* [QUOTED PASSAGE]:
(CNSNews.com) - The Kerry-Edwards campaign wants Americans to know that if Sen. John F. Kerry is elected president, will solve many of the problems that (they say) President Bush has created, ignored, or made worse.
Among other things, Kerry promises to halve the deficit in four years and preserve Social Security.
But a key element of Kerry's deficit-reduction plan involves a power the president does not have - because the U.S. Supreme Court declared it unconstitutional.
In a "fact sheet on Fiscal Responsibility and Social Security" released Tuesday, the Kerry campaign said that as president, Kerry will "submit budgets to Congress in which every new proposal is paid for -- and cut the deficit in half within four years. He will ask Congress to pass a line-item veto and use the power to veto any pork barrel spending that is added to the budget."

* [EXERCISE INSTRUCTIONS]:
(a) In the news piece on Kerry's deficit plan, change "halve" to "cut" and write out the stretch from "(CNSNews.com) - The" through "declared it unconstitutional.".
(b) Shorten the paragraph beginning "In a 'fact sheet'" from the news piece on Kerry's deficit plan, keeping its main facts.

* [SUPPLIED MATERIAL]:
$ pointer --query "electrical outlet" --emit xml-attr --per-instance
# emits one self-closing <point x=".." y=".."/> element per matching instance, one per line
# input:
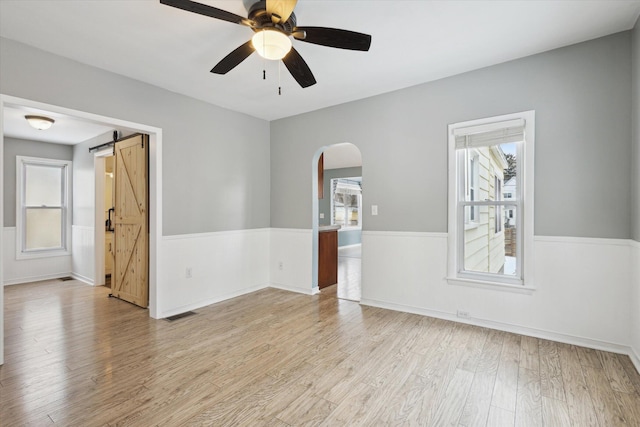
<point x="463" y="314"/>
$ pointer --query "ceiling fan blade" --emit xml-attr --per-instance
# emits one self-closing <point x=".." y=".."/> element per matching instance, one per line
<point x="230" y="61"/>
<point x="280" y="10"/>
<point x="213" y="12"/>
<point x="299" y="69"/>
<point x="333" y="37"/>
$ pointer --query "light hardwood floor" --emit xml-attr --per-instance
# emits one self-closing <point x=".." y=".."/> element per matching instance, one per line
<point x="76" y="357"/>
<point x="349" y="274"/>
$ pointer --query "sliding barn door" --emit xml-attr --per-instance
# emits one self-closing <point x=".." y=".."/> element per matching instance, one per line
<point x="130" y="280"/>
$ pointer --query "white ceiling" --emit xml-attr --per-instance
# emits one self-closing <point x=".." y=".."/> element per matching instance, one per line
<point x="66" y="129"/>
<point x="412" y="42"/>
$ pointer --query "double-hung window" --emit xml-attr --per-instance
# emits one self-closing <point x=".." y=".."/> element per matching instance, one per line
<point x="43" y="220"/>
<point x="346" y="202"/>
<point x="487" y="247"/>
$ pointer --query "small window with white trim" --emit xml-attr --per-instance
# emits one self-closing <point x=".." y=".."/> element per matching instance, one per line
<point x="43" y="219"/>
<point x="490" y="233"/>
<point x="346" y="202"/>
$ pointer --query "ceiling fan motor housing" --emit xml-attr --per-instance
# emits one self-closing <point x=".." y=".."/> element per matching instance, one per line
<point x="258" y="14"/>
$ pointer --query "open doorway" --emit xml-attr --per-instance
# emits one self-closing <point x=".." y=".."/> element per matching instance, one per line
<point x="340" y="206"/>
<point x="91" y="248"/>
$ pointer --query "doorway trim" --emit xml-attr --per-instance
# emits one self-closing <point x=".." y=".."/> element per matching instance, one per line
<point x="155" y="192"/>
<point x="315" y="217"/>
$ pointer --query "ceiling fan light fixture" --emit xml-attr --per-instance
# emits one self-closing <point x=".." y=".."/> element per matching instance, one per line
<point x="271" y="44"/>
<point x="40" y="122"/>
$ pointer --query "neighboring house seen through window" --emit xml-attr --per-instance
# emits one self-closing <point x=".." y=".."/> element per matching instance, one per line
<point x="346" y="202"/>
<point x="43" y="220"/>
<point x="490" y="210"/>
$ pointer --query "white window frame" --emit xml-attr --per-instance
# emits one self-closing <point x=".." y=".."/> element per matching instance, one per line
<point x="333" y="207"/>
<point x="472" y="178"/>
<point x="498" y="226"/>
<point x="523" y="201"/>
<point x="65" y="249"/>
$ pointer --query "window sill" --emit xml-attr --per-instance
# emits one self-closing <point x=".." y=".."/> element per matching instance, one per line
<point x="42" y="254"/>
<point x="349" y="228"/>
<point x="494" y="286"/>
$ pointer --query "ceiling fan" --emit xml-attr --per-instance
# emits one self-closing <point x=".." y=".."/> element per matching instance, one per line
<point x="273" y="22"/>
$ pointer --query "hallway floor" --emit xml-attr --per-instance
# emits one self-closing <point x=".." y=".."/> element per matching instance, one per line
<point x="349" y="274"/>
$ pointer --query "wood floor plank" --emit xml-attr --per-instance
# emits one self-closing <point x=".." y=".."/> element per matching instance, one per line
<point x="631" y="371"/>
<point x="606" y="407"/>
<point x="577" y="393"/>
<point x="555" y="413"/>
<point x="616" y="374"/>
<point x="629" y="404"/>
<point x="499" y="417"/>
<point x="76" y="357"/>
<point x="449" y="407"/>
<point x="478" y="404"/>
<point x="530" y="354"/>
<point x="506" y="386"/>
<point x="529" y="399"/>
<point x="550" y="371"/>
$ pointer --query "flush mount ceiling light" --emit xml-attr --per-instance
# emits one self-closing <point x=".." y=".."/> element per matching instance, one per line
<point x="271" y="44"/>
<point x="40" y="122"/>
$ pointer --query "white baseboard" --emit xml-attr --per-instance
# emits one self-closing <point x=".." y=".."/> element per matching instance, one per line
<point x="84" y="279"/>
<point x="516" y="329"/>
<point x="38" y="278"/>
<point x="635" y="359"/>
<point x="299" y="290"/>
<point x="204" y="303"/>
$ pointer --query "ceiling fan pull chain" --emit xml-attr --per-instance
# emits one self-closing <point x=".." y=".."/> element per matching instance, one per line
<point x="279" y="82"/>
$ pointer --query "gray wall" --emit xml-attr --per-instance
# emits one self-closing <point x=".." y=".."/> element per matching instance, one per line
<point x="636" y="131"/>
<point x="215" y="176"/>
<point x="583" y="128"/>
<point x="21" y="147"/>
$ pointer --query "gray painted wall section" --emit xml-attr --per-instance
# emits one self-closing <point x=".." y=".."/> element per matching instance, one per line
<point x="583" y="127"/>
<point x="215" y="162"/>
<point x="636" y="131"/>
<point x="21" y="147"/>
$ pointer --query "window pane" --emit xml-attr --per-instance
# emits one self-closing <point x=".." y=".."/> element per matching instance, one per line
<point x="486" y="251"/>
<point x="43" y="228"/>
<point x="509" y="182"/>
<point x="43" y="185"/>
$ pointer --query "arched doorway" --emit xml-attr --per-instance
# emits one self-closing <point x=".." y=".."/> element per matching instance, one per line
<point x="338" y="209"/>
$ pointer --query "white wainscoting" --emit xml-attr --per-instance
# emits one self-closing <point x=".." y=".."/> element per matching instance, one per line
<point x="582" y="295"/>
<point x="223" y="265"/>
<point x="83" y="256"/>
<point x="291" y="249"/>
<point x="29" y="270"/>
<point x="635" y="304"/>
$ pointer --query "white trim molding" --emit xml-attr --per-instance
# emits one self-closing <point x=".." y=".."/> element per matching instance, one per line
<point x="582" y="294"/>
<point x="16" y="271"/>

--

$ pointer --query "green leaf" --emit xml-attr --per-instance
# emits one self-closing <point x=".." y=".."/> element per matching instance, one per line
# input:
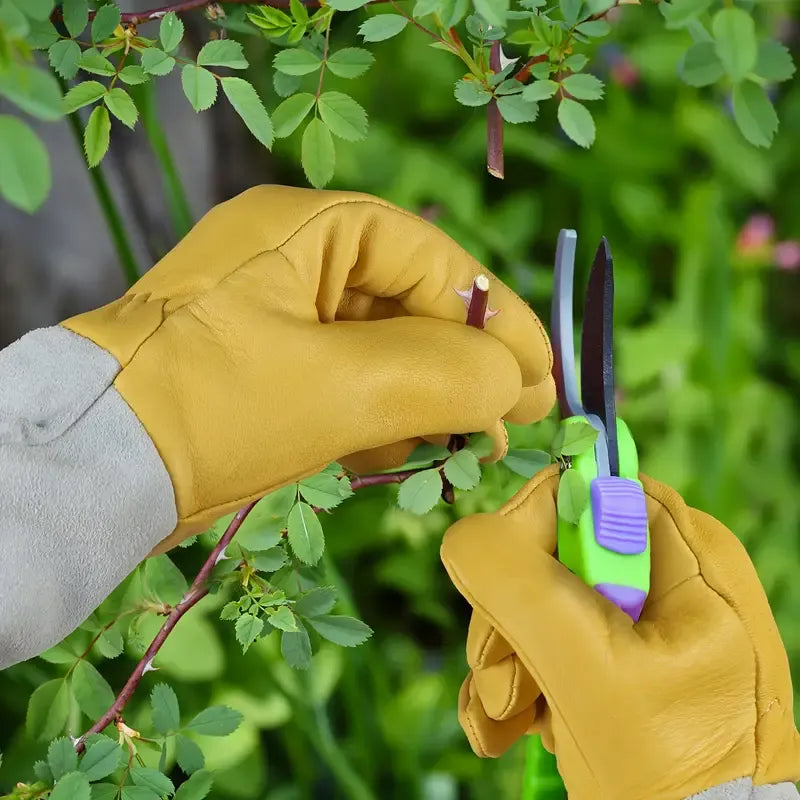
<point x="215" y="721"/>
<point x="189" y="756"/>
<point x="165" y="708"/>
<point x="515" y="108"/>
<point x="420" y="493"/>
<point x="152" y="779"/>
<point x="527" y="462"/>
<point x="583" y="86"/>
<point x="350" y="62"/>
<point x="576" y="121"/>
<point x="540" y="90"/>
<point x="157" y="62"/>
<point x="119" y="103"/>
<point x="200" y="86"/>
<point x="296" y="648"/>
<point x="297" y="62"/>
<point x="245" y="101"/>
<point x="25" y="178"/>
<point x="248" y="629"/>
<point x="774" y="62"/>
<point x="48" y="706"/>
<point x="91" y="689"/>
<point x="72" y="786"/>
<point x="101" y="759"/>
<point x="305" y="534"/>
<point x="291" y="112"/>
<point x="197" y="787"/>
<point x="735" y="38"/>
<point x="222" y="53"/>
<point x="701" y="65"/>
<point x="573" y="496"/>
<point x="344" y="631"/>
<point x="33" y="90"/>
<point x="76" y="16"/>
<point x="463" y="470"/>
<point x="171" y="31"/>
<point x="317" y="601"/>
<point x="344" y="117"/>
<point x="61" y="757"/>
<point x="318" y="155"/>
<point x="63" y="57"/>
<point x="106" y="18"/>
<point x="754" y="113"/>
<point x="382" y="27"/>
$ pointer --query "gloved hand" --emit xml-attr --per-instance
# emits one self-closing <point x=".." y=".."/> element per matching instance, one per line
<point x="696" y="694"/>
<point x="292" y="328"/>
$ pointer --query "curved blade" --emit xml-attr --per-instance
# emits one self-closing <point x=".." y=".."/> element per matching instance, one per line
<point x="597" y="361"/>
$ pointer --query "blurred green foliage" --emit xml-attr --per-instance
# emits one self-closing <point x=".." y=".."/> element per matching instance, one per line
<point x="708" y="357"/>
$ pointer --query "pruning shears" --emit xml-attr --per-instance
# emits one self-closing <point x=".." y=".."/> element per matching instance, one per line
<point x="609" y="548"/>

* [EXPECTED RESULTS]:
(a)
(CNSNews.com) - The Kerry-Edwards campaign wants Americans to know that if Sen. John F. Kerry is elected president, will solve many of the problems that (they say) President Bush has created, ignored, or made worse.
Among other things, Kerry promises to cut the deficit in four years and preserve Social Security.
But a key element of Kerry's deficit-reduction plan involves a power the president does not have - because the U.S. Supreme Court declared it unconstitutional.

(b) A Kerry campaign fact sheet on fiscal responsibility and Social Security, released Tuesday, said that as president Kerry would send Congress budgets in which every new proposal is paid for and would cut the deficit in half within four years. He would also ask Congress to pass a line-item veto and use it against any pork barrel spending added to the budget.